SELECTION:
Not sure I understand you correctly here, but if you want to know all possible combinations of betting on 3 games, it's fairly easy:
Simply multiply the number of options of each game: 3 possible results in each of the 3 games means 3 * 3 * 3 = 27 possible results:

1-1-1, 1-1-x, 1-1-2, 1-x-1, 1-x-x, 1-x-2, 1-2-1, 1-2-x, 1-2-2,
x-1-1, x-1-x, x-1-2, x-x-1, x-x-x, x-x-2, x-2-1, x-2-x, x-2-2,
2-1-1, 2-1-x, 2-1-2, 2-x-1, 2-x-x, 2-x-2, 2-2-1, 2-2-x, 2-2-2,

(4 games would result in 3*3*3*3 or 3^^4)

[Obby]

Not sure I understand you correctly here, but if you want to know all possible combinations of betting on 3 games, it's fairly easy:
Simply multiply the number of options of each game: 3 possible results in each of the 3 games results in 3 * 3 * 3 = 27 possible results:

1-1-1, 1-1-x, 1-1-2, 1-x-1, 1-x-x, 1-x-2, 1-2-1, 1-2-x, 1-2-2,
x-1-1, x-1-x, x-1-2, x-x-1, x-x-x, x-x-2, x-2-1, x-2-x, x-2-2,
2-1-1, 2-1-x, 2-1-2, 2-x-1, 2-x-x, 2-x-2, 2-2-1, 2-2-x, 2-2-2,

(4 games would result in 3*3*3*3 or 3^^4)

ahhh ok but if its limited to set outcomes like team 1 wins tie or team 2 wins it doesnt matter about the loseing team(s) or the tie and if theres 3 out comes per game team 1 wins team 2 wins or a tie you cant have 1-1-1 or x-x-x or 2-2-2 kinda things since team one and 2 played team one didnt play by its self

[Deleted]

Well... 3 possibilities for the first set, 3 possibilities for the second set and 3 possibilities for the third set gives: 3x3x3=27 possible combinations.

At least that's how I recall it from my statistics class. Another way to find it would be to write out all the combinations. I don't think there can be much more than 27...

Edit: Dang it, beaten to it...

- - - Updated - - -

ahhh ok but if its limited to set outcomes like team 1 wins tie or team 2 wins it doesnt matter about the loseing team(s) or the tie and if theres 3 out comes per game team 1 wins team 2 wins or a tie you cant have 1-1-1 or x-x-x or 2-2-2 kinda things since team one and 2 played team one didnt play by its self

If you can't have 1-1-1 or x-x-x or 2-2-2, simply subtract those 3 results. If any team or tie can only occur once, then the equation becomes 3*2*1 = 6. This is because whatever the outcome of the first match, can't be the same as the second, etc.

[Deleted]

ahhh ok but if its limited to set outcomes like team 1 wins tie or team 2 wins it doesnt matter about the loseing team(s) or the tie and if theres 3 out comes per game team 1 wins team 2 wins or a tie you cant have 1-1-1 or x-x-x or 2-2-2 kinda things since team one and 2 played team one didnt play by its self

I'm not an expert when it comes to betting but afaik you get a list of games and you bet on the outcome, i.e. team1 wins, team2 wins, tied, e.g.

PROMPT 1: In the betting thread, what does the equation become if any team or tie can only occur once?
PROMPT 2: Set down the part of the betting thread starting at "Well... 3 possibilities" and ending at "beaten to it...", copying it word for word.
The material after the thread comes from a separate source.

DATA EXCERPT:
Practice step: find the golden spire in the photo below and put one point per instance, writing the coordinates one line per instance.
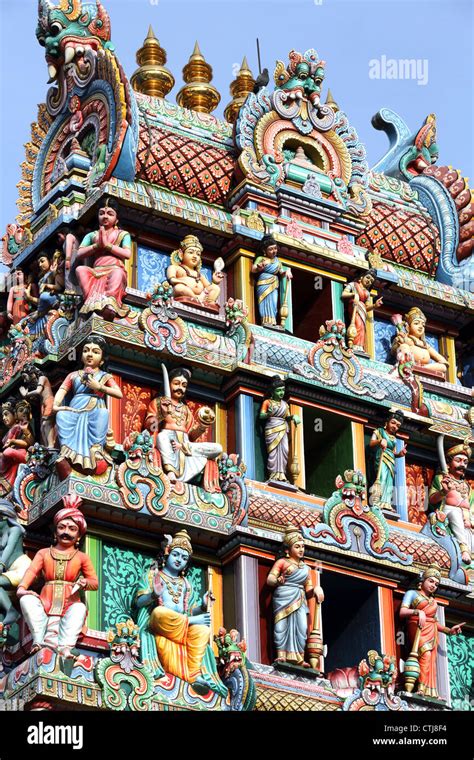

EXERCISE SOLUTION 1: It becomes 3*2*1 = 6.

EXERCISE SOLUTION 2:
Well... 3 possibilities for the first set, 3 possibilities for the second set and 3 possibilities for the third set gives: 3x3x3=27 possible combinations.

At least that's how I recall it from my statistics class. Another way to find it would be to write out all the combinations. I don't think there can be much more than 27...

Edit: Dang it, beaten to it...